SCHRIFTLICHE ANFRAGE
Wandelst du die Zeilen der Datensätze von der Zeile mit "job | pin one point per instance of the human" bis zur Zeile mit "[(339, 189)]", beide eingeschlossen, in eine JSON-Liste von Strings um, mit einem String pro Zeile und ohne Leerzeilen?

Unbearbeitete Datensätze
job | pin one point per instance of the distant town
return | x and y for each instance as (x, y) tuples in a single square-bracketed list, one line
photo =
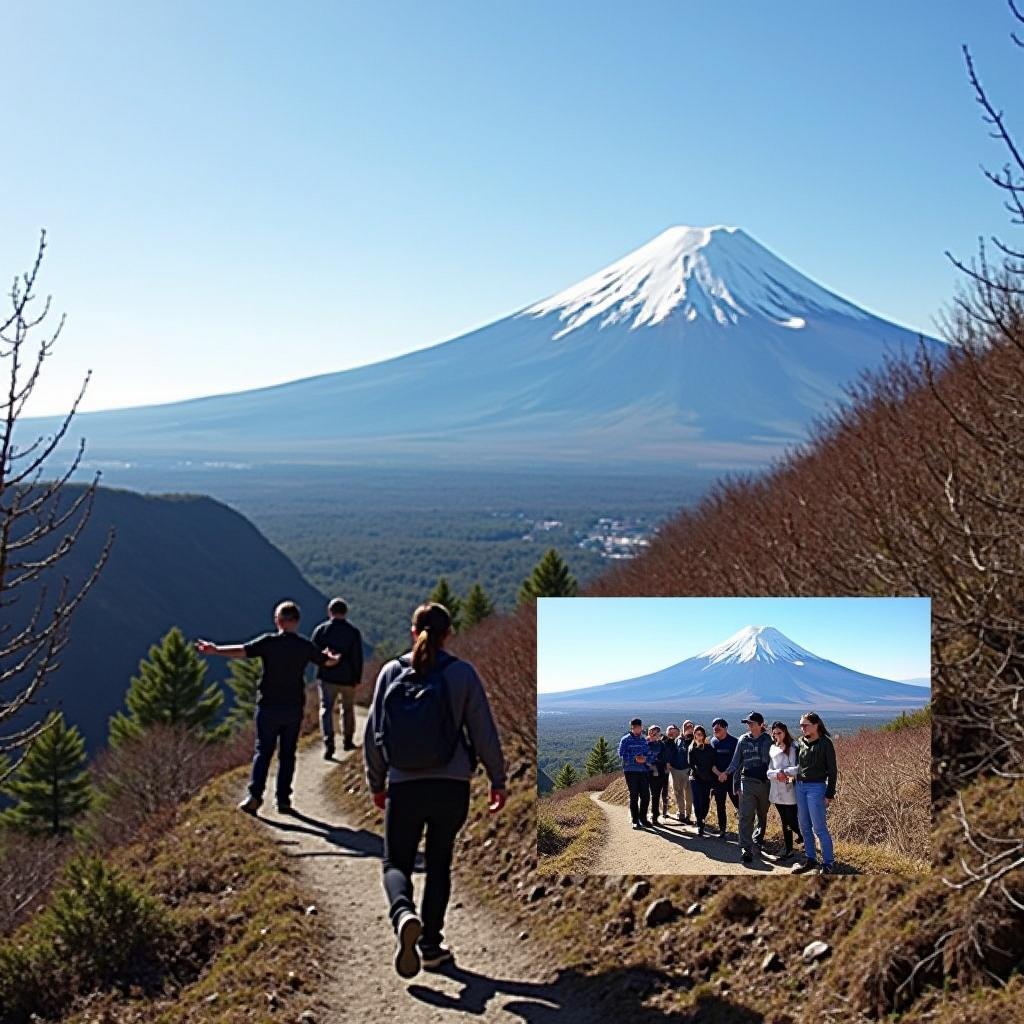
[(613, 538)]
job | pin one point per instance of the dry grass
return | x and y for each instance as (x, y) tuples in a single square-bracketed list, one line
[(569, 834)]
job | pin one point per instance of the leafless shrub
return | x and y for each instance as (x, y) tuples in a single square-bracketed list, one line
[(153, 774), (29, 865)]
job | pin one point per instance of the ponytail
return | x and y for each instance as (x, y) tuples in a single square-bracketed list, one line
[(432, 624)]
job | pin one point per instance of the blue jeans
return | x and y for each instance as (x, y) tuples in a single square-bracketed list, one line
[(811, 811), (275, 724)]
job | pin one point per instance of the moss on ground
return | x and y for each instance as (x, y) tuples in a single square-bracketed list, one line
[(242, 910), (576, 827)]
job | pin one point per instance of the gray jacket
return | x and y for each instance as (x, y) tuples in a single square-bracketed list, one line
[(469, 706)]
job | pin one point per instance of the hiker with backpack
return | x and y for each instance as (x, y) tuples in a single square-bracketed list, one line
[(428, 723), (781, 788), (282, 696)]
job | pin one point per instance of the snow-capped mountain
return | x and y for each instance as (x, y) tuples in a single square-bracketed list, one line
[(756, 667), (699, 348)]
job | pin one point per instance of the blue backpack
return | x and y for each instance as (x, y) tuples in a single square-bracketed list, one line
[(415, 725)]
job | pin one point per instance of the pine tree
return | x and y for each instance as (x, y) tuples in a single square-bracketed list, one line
[(244, 681), (551, 578), (442, 594), (567, 775), (51, 785), (169, 689), (477, 607), (600, 761)]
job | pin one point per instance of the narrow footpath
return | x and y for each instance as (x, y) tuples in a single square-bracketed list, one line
[(672, 848), (497, 975)]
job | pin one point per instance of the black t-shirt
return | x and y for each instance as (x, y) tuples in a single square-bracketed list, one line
[(285, 656), (343, 638)]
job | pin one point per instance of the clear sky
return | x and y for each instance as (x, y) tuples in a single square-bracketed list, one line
[(244, 193), (587, 641)]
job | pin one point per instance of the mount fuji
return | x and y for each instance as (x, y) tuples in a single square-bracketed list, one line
[(757, 667), (699, 348)]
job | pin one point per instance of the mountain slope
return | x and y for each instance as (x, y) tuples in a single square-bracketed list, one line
[(756, 666), (700, 346), (176, 560)]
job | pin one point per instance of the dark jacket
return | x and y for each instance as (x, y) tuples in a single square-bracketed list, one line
[(343, 638), (657, 758), (701, 760), (629, 748), (816, 763), (676, 751)]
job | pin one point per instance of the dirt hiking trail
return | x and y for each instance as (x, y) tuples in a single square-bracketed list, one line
[(672, 848), (497, 975)]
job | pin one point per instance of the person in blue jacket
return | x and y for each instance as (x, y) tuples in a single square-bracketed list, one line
[(633, 751), (724, 747)]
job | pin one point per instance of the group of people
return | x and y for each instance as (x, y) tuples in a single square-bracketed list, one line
[(428, 726), (754, 771)]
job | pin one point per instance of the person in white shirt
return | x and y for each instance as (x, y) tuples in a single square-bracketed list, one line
[(782, 792)]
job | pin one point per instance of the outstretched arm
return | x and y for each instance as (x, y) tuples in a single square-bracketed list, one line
[(224, 650)]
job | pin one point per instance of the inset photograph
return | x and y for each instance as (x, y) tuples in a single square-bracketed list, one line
[(733, 735)]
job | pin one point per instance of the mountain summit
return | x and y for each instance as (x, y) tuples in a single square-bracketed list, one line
[(758, 667), (758, 643), (715, 273), (699, 349)]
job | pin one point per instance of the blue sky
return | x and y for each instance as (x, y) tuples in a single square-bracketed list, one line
[(586, 641), (241, 194)]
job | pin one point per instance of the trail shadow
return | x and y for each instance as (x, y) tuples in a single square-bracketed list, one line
[(715, 849), (348, 842), (577, 996)]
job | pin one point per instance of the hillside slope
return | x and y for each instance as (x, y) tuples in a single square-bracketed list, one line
[(176, 560)]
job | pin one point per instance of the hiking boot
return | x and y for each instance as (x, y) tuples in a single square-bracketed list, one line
[(433, 955), (407, 955)]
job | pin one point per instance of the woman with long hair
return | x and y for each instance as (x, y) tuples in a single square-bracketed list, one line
[(815, 773), (700, 757), (657, 763), (780, 787), (428, 723)]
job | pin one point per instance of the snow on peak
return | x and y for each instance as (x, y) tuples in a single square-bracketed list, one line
[(758, 643), (716, 273)]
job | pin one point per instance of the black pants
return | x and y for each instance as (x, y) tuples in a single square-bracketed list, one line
[(275, 727), (438, 806), (639, 787), (721, 791), (701, 799), (791, 823), (658, 795)]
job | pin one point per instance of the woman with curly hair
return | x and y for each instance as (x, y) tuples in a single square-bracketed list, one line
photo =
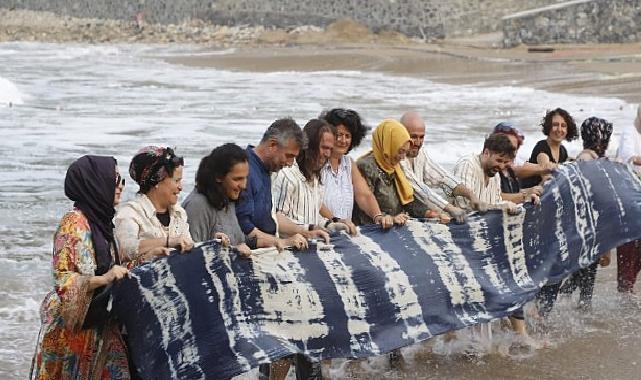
[(78, 339), (211, 206), (344, 184), (558, 126), (153, 223)]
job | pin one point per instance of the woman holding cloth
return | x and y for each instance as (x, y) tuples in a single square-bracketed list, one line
[(153, 223), (383, 173), (77, 338)]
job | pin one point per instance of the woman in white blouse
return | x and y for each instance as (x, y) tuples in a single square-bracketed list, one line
[(343, 182), (153, 223)]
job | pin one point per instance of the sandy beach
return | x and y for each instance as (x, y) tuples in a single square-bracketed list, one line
[(606, 70)]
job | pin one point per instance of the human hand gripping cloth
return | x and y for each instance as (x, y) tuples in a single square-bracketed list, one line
[(210, 314)]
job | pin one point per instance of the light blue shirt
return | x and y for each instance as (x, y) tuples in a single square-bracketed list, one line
[(339, 189)]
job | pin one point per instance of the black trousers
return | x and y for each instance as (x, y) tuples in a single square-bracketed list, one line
[(305, 369), (584, 280)]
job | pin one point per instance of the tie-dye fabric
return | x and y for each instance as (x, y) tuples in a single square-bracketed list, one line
[(210, 314)]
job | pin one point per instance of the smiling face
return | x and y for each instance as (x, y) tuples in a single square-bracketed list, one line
[(169, 188), (282, 156), (324, 149), (343, 140), (559, 129), (235, 181), (119, 187), (417, 135), (400, 154)]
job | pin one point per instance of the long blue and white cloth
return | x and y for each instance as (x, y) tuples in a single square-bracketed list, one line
[(210, 314)]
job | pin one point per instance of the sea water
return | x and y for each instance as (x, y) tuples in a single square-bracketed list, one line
[(61, 101)]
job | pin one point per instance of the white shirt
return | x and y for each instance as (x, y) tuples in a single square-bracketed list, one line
[(339, 188), (295, 197), (136, 220), (469, 170)]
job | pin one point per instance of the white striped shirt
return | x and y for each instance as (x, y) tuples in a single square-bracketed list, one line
[(469, 170), (295, 197), (630, 146), (338, 188)]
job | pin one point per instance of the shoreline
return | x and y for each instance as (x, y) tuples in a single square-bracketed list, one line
[(609, 70)]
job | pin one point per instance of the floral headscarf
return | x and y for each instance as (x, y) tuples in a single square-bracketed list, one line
[(151, 165), (595, 134)]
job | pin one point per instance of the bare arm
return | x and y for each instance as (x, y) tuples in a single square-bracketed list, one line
[(363, 195)]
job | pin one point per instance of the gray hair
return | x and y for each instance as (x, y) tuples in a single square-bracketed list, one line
[(283, 130)]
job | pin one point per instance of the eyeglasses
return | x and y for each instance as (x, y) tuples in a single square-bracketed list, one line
[(120, 181), (509, 129)]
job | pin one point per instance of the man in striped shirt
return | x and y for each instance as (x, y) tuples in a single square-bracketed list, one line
[(423, 173), (298, 191)]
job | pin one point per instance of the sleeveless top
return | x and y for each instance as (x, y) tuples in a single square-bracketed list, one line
[(543, 147)]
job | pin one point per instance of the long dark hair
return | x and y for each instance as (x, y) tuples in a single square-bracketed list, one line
[(217, 165), (351, 120), (306, 160), (546, 123)]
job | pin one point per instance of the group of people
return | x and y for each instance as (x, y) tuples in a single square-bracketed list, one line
[(295, 186)]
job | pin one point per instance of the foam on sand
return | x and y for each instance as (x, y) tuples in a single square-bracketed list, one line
[(9, 93)]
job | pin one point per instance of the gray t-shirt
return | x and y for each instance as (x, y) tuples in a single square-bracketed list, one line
[(204, 220)]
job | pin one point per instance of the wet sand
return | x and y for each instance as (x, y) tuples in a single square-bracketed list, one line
[(612, 70), (603, 344)]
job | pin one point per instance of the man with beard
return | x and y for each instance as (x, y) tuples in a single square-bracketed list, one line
[(423, 173), (480, 172), (278, 148)]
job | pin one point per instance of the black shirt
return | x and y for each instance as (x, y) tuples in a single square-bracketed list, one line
[(543, 147)]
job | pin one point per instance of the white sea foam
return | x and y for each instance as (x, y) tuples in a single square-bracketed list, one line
[(9, 93), (74, 99)]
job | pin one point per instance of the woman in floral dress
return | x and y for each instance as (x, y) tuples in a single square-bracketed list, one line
[(75, 343)]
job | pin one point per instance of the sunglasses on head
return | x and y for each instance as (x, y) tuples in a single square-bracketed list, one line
[(120, 180), (509, 129)]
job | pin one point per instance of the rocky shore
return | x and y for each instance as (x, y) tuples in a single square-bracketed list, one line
[(22, 25)]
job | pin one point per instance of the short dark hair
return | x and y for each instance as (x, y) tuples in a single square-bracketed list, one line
[(283, 130), (546, 123), (306, 160), (216, 165), (500, 144), (351, 120)]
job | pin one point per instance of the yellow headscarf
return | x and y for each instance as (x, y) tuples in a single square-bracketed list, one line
[(388, 138)]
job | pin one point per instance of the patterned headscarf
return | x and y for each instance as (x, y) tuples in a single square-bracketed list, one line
[(595, 134), (151, 165), (91, 184), (388, 138)]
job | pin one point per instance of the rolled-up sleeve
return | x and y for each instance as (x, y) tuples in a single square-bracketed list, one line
[(245, 208), (127, 232), (422, 190)]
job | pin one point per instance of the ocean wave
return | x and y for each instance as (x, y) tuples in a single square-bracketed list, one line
[(9, 93)]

LÖSUNG DER ÜBUNG
[
  "job | pin one point per instance of the human hand gripping cloth",
  "return | x and y for each instance as (x, y) tuples in a single square-bracketed list, one line",
  "[(210, 314)]",
  "job | pin one point per instance of the light blue shirt",
  "return | x and y for each instance as (x, y) tuples in a single square-bracketed list, one line",
  "[(339, 189)]"
]